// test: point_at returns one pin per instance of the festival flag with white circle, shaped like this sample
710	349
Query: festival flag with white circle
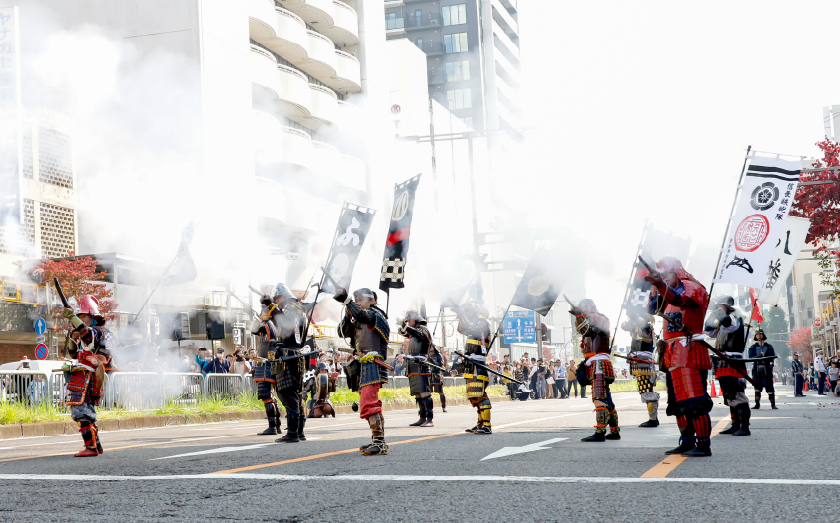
540	285
399	232
767	194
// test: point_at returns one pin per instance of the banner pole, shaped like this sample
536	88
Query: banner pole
729	220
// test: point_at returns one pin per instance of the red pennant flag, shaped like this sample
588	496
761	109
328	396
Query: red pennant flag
756	315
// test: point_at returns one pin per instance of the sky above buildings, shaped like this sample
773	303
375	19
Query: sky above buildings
644	111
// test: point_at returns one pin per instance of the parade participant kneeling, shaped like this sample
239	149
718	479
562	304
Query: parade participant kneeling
680	297
367	328
419	341
472	322
727	328
595	329
86	343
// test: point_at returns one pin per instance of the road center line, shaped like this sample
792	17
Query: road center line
497	479
667	465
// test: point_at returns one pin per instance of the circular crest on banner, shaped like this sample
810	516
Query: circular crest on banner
751	233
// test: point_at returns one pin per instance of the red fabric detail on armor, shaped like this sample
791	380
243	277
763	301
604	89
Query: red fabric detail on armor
693	355
687	384
398	236
703	427
369	401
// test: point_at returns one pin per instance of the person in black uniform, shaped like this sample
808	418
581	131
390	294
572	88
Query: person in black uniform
419	341
290	321
728	330
763	370
436	380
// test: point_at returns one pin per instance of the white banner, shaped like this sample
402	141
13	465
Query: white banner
787	251
763	205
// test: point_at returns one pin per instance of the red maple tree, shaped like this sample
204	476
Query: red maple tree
800	341
77	276
821	203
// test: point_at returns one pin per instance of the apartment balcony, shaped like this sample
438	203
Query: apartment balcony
281	31
349	72
287	88
332	18
275	143
428	21
324	106
394	27
432	48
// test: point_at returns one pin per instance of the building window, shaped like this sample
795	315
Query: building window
459	99
454	14
457	71
456	43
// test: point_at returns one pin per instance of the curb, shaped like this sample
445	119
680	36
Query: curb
58	428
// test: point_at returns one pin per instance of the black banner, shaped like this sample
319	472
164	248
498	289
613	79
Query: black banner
540	286
353	226
396	244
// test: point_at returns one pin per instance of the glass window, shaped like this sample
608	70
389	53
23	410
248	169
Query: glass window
459	99
454	14
457	71
455	43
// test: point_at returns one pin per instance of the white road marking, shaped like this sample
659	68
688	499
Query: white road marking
510	451
490	479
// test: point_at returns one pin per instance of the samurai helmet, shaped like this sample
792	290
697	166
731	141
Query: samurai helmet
727	301
414	315
587	305
90	305
282	290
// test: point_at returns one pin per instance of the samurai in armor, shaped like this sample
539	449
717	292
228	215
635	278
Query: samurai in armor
727	328
366	327
436	380
86	344
762	371
322	384
263	378
594	327
641	348
472	323
290	322
683	299
419	341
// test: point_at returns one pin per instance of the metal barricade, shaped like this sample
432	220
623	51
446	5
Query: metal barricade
183	388
25	386
220	385
134	391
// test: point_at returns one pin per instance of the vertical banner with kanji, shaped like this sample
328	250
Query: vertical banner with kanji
396	244
766	196
787	250
353	226
9	102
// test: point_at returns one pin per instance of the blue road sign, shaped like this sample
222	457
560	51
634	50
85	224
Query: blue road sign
41	352
520	327
40	326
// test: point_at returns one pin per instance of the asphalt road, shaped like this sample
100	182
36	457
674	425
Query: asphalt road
533	468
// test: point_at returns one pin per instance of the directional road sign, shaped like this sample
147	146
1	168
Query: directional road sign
40	326
41	352
520	327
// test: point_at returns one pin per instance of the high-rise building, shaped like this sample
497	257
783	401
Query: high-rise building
472	49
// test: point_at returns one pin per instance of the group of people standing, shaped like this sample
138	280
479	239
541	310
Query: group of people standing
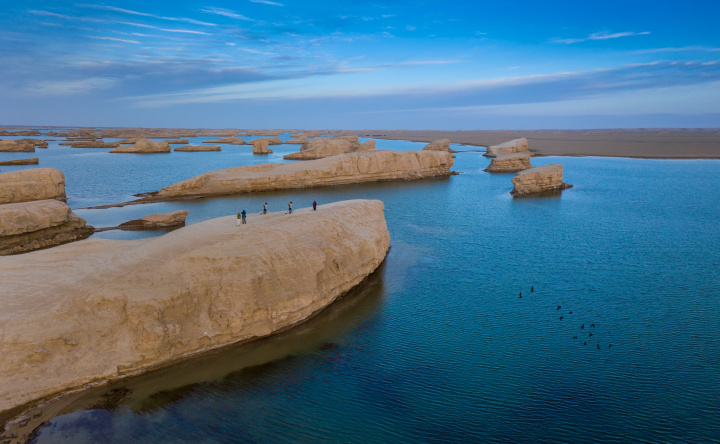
241	217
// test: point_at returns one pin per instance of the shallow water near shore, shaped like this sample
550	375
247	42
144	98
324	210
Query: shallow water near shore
437	345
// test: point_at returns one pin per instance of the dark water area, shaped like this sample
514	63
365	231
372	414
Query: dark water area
437	345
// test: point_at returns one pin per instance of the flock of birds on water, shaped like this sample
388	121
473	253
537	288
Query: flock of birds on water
582	327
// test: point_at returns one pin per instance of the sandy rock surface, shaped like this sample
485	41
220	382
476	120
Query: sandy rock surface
192	148
509	163
512	146
33	184
144	146
101	309
365	166
542	179
156	221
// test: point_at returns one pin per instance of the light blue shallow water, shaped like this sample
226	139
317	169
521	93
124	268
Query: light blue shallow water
437	346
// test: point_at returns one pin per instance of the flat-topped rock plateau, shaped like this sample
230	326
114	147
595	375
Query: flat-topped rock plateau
364	166
98	310
509	163
538	180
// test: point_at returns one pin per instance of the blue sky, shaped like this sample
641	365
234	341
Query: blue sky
423	64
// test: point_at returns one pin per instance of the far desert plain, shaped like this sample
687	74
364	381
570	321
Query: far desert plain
450	286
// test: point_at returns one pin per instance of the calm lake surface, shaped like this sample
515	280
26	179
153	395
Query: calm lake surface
437	345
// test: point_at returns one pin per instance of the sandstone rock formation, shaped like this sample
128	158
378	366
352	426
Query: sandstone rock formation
157	221
509	163
33	214
190	148
144	146
439	145
542	179
232	140
31	161
34	184
365	166
320	147
16	146
260	146
100	309
513	146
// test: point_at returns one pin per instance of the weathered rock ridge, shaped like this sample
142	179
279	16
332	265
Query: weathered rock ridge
100	309
144	146
542	179
512	146
365	166
509	163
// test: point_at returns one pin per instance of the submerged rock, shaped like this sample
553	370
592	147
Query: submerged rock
190	148
144	146
542	179
509	163
99	309
157	221
513	146
365	166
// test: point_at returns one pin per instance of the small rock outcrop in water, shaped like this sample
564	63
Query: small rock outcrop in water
100	309
320	147
542	179
33	214
365	166
509	163
144	146
191	148
232	140
31	161
260	146
16	146
158	221
513	146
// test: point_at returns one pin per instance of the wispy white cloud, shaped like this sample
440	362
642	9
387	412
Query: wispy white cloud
145	14
226	13
267	2
113	39
603	35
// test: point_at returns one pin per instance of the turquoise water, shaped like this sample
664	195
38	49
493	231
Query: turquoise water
437	346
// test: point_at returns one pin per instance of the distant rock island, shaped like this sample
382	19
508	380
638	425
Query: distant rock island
99	310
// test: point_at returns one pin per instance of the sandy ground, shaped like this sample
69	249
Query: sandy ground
645	143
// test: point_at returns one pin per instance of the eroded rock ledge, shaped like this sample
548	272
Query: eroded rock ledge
112	308
359	167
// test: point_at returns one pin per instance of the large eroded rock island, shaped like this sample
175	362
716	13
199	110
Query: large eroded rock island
362	166
542	179
100	309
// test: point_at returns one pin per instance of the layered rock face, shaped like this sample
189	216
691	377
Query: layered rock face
232	140
509	163
320	147
157	221
16	146
542	179
102	309
191	148
365	166
31	161
513	146
439	145
260	146
144	146
33	214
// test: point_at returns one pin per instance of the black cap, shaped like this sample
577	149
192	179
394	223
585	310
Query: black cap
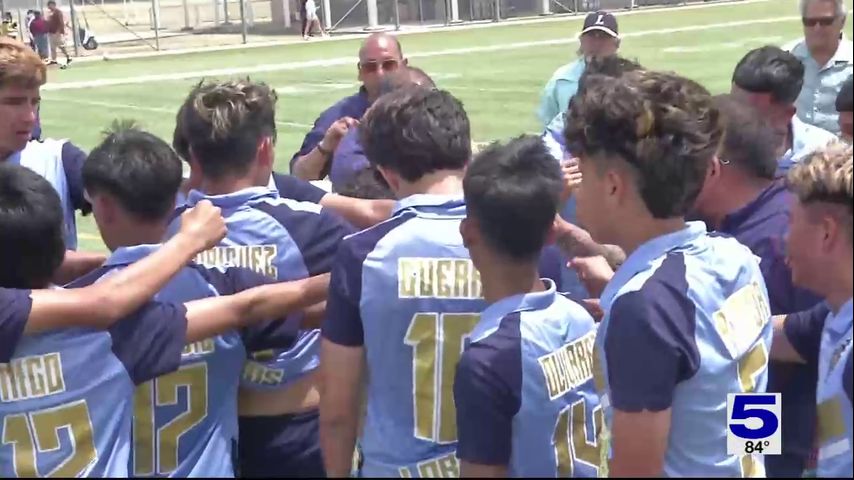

══════════

▶ Set task
Report every line of the listing above that contains the word "lake", copying each line in full.

▶ Response to the exercise
// test: point_at returns one pin per instance of the calm lake surface, shaped like this sample
Query: calm lake surface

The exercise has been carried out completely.